## PASSAGE TO READ
···

In addition, the translation module generates the instructions to
ensure a minimum gap between segments to compensate for contraction
and expansion due to changes within the environment.
[0009] The details of one or more embodiments of the invention are
set forth in the accompanying drawings and the description below.
Other features, objects, and advantages of the invention will be
apparent from the description and drawings, and from the
claims.
BRIEF DESCRIPTION OF DRAWINGS
[0010] FIG. 1 is a block diagram illustrating a system that
facilitates the computer-aided layout and application of tape
according to the principles of the invention.
[0011] FIG. 2 is a block diagram illustrating an example embodiment
of a tape applicator.
[0012] FIG. 3 illustrates an example pattern created by a user by
interacting with a design software application, such as a
computer-aided design (CAD) software application.
[0013] FIG. 4 illustrates an article after application of tape
according to the pattern illustrated in FIG. 3.
[0014] FIG. 5 provides a more detailed view of a pattern created by
a user.
[0015] FIG. 6 illustrates an article after application of tape
according to the pattern illustrated in FIG. 5.
[0016] FIG. 7 provides a detailed view of another pattern created
by a user.
[0017] FIG. 8 illustrates an article after application of tape
according to the pattern illustrated in FIG. 7.
[0018] FIG. 9 is a flowchart providing an overview of
computer-aided layout and application of tape according to the
principles of the invention.
[0019] FIG. 10 is a flowchart illustrating in further detail the
operation of a translation module when generating instructions to
control the tape applicator.
[0020] FIG. 11 is a flowchart illustrating in further detail the
operation of the translation module when parsing design data to
generate tape data and cut data.
[0021] FIGS. 12-14 are flowcharts illustrating in further detail
the operation of the translation module when generating
instructions to control the tape applicator based on the tape data
and the cut data.
DETAILED DESCRIPTION
[0022] FIG. 1 is a block diagram illustrating an example system 2
that facilitates the computer-aided layout and application of tape.

···

## RECORDS SUPPLIED
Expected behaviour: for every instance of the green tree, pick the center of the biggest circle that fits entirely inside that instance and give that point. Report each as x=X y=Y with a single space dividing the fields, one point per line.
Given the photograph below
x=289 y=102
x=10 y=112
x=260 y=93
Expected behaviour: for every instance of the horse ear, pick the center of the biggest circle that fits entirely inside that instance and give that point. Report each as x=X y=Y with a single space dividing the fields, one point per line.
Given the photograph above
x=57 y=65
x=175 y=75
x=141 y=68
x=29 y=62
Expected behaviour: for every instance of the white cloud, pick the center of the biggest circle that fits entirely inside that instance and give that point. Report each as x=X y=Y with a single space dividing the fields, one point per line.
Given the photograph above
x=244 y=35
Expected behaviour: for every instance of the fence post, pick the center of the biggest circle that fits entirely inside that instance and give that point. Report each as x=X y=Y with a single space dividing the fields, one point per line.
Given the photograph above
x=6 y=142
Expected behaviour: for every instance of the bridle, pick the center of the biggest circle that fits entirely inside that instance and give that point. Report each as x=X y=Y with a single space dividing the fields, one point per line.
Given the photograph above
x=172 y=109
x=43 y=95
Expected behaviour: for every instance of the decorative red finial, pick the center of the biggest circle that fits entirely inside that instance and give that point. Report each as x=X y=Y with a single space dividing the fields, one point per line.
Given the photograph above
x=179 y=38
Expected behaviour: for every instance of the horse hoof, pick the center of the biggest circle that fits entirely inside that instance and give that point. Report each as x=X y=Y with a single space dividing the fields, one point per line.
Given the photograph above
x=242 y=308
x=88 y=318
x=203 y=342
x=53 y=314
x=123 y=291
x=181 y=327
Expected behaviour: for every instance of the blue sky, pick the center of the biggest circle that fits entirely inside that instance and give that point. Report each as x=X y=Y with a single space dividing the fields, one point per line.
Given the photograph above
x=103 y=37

···

## TASK REQUIREMENTS
1. Which figures in the tape application passage show an article after tape has been applied? List each one.
2. Please extend the tape application passage, starting right after its final sentence.
The records come from a different source than the tape application passage.

## ANSWERS PROVIDED
1. FIG. 4, FIG. 6, FIG. 8

2.
As described in detail below, system 2 includes a computing device
4 that provides a computer-aided design (CAD) environment for
creating patterns within a multidimensional space. Based on the
patterns, computing device 4 outputs instructions 5 for controlling
the application of tape to a surface by tape applicator 6.
Computing device 4 may be communicatively coupled to tape
applicator 6 via a serial connection, for example, a network
connection, or any other mechanisms for communicating digital
information.
[0023] Computing device 4 provides an operating environment for
translation module 10 and design software application 8. Design
software application 8 provides a CAD environment for use by a user
9. Computing device 4 may comprise, for example, a computer having
specialized hardware for supporting computer-aided design, a
generalized workstation, a personal computer, laptop computer, or
the like. Computing device 4 may include a variety of components
(not shown) to facilitate the design of the pattern including a
high-quality graphics monitor, one or more pointing devices such as
a mouse, a light pen, or digitizing tablet for drawing, and a
special printer or plotter for printing design specifications.
[0024] By interacting with computing device 4, user 9 can
graphically create a pattern for applying tape to a surface. In
particular, by interacting with design software application 8, user
9 can define one or more tape segments within a multidimensional
space, such as a two-dimensional space. To create the pattern, user
9 can graphically place design objects of a first type within the
multidimensional space to define a set of paths (vectors) along
which tape applicator 6 is to apply tape. Next, user 9 can
graphically place design objects of a second type within the
multidimensional space to define a set of paths along which tape
applicator 6 is to perform cutting operations. In this manner, user
9 can precisely control the starting location and the ending
location of each tape segment, and the cuts therein, thereby
defining a pattern.
[0025] Advantageously, user 9 can create the pattern by selecting
and placing design objects that are readily available within a
conventional CAD system. Universally, line types used within a
conventional CAD system typically include: solid, dashed,
centerline and phantom line types. According to the invention,
specific line types are used to define specific functions. User 9
may, for example, use line types such as a centerline as the first
type of object, and a dashed line as the second type of object. In
other words, user 9 may graphically place a centerline to define a
path for application of tape, and may place a dashed line to define
a path for a cutting operation. Additionally, other line types,
such as solid lines and phantom lines, may be used to facilitate
drawing of the pattern by providing a rendered view of the pattern
to the user 9. In other words, user 9 may combine lines for
controlling tape applicator 6 with lines for rendering and
displaying the pattern within the design environment. Use of the
additional line types will not affect the output of instructions
5.
[0026] By making use of standard objects, design software
application 8 may be any conventional design software application
and need not be specialized for controlling tape applicator 6.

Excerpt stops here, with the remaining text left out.